Task goal:
Start at the line containing "Exercise. Point to the overcast" and transcribe every line exactly through the end of the records below, and only those lines.

──────── The records ────────

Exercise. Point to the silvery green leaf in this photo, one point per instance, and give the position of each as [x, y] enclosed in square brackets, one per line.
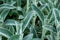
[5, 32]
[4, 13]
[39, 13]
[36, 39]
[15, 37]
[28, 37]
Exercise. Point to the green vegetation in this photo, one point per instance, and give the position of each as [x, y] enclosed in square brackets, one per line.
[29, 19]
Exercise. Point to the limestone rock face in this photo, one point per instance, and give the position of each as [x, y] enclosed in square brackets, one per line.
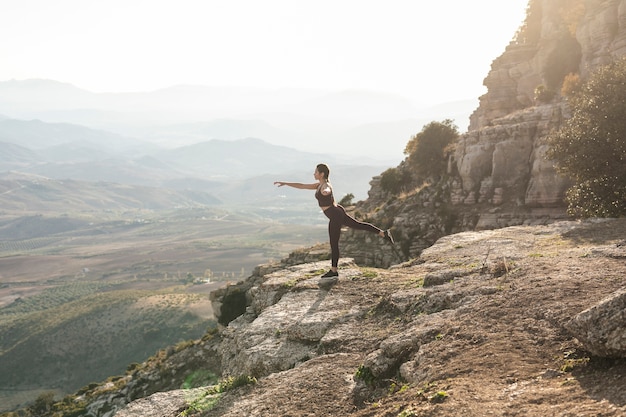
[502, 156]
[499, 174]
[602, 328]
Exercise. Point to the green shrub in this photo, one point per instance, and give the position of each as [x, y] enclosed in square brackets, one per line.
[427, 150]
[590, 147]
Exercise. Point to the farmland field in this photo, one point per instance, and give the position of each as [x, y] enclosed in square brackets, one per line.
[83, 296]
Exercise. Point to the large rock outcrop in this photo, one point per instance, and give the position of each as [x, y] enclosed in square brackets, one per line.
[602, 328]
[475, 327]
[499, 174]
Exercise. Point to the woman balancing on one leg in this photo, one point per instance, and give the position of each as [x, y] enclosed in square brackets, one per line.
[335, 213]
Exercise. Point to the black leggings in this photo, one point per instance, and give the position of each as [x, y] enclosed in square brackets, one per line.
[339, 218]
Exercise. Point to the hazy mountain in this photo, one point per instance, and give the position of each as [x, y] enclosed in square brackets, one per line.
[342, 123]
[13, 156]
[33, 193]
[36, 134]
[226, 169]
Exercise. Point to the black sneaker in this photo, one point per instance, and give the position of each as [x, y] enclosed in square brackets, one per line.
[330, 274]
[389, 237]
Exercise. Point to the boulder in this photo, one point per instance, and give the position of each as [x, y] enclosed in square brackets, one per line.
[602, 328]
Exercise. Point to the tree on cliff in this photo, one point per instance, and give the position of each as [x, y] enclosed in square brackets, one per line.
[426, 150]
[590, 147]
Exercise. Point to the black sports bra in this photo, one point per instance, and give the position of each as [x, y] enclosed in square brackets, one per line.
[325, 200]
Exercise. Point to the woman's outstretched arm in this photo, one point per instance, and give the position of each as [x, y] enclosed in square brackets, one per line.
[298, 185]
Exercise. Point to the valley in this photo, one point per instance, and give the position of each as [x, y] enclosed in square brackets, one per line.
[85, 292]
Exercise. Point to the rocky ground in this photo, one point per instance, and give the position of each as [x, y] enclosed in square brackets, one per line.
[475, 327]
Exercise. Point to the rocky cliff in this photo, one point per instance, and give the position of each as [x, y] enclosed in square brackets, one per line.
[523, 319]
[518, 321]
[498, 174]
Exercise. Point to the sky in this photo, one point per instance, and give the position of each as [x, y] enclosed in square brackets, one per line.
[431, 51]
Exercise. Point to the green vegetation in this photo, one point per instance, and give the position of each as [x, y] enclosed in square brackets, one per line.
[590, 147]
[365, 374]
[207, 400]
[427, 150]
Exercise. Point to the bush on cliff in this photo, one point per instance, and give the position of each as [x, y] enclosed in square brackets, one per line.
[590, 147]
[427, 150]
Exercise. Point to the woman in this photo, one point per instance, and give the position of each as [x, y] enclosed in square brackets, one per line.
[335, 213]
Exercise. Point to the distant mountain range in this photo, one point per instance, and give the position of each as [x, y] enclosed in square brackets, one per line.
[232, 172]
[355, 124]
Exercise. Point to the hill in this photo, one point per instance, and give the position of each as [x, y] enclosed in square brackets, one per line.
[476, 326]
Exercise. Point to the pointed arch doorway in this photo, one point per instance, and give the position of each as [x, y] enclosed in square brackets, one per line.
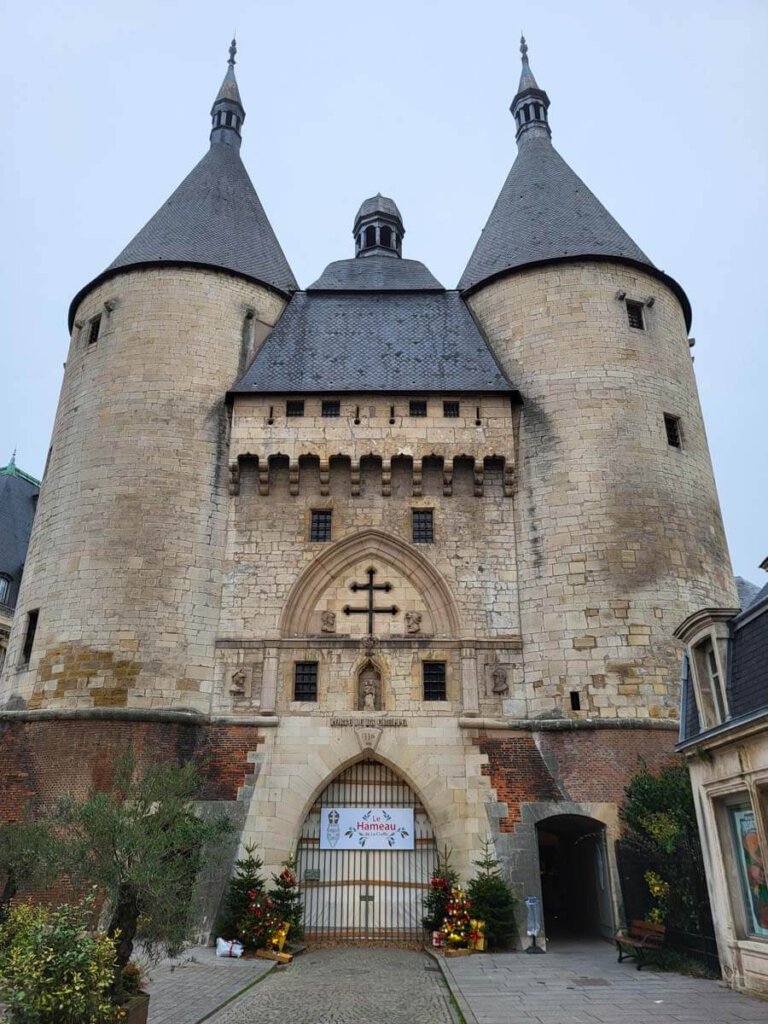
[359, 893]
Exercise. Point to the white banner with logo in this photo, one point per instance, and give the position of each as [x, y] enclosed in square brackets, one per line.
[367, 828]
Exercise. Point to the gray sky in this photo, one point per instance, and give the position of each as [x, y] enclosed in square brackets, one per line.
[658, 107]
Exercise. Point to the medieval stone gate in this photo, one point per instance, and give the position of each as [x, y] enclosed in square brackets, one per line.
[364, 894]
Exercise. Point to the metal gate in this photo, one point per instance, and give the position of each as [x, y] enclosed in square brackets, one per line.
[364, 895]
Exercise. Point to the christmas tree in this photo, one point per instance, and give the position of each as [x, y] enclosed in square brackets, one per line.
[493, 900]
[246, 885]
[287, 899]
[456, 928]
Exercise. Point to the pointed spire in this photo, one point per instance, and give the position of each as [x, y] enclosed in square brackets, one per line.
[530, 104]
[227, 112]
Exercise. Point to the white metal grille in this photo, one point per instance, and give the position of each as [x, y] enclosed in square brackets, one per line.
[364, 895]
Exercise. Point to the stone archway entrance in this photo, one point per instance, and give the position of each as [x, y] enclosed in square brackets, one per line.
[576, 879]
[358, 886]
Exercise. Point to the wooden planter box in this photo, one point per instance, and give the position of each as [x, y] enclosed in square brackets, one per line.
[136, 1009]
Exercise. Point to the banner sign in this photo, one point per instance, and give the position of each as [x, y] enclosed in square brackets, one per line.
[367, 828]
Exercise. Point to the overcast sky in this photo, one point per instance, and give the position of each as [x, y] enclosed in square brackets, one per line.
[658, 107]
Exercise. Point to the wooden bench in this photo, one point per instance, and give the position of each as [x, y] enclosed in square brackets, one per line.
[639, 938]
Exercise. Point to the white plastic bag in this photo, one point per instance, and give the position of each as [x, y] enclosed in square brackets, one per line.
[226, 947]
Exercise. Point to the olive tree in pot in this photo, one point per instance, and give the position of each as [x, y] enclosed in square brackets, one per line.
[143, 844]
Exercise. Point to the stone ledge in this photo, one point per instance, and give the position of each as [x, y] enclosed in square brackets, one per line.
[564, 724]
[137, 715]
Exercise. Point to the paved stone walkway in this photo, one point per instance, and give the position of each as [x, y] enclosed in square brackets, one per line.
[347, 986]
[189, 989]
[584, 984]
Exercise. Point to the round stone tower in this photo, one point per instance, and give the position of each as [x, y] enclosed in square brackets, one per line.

────────

The solution:
Exercise. Point to the overcast sky in this photo, one point per instance, and give the position of each as [x, y] enclosed in square brackets, one per line.
[658, 107]
Exercise. Point to the wooden bench in this photo, one point per instance, and give the position of each as [x, y] enclosed in square brackets, one per line.
[639, 938]
Exercise. Point to the white plastic bag in this photo, one point per instance, and give the position of each as [x, y] enclosed in square brackets, one per line.
[226, 947]
Exercise. Point to the olive tree in pot in this photo, one point per instance, and give the position of each as [x, y] enclosed in square brackets, one per line.
[143, 844]
Exercise. Point to the stone ledge in this photo, one point per instance, and give the position of each as [x, y] enclosed in square brackets, one per line.
[564, 724]
[137, 715]
Exercise. Point to the paved stone walkway in this photo, one point per instance, and give the position of each as [x, y] enclosed in square brackets, one per line.
[347, 986]
[189, 989]
[584, 984]
Exercise. Point to the round stone tower in this photo, one point per instance, and give the position of each as [x, y] enclosed in square brackets, one per line.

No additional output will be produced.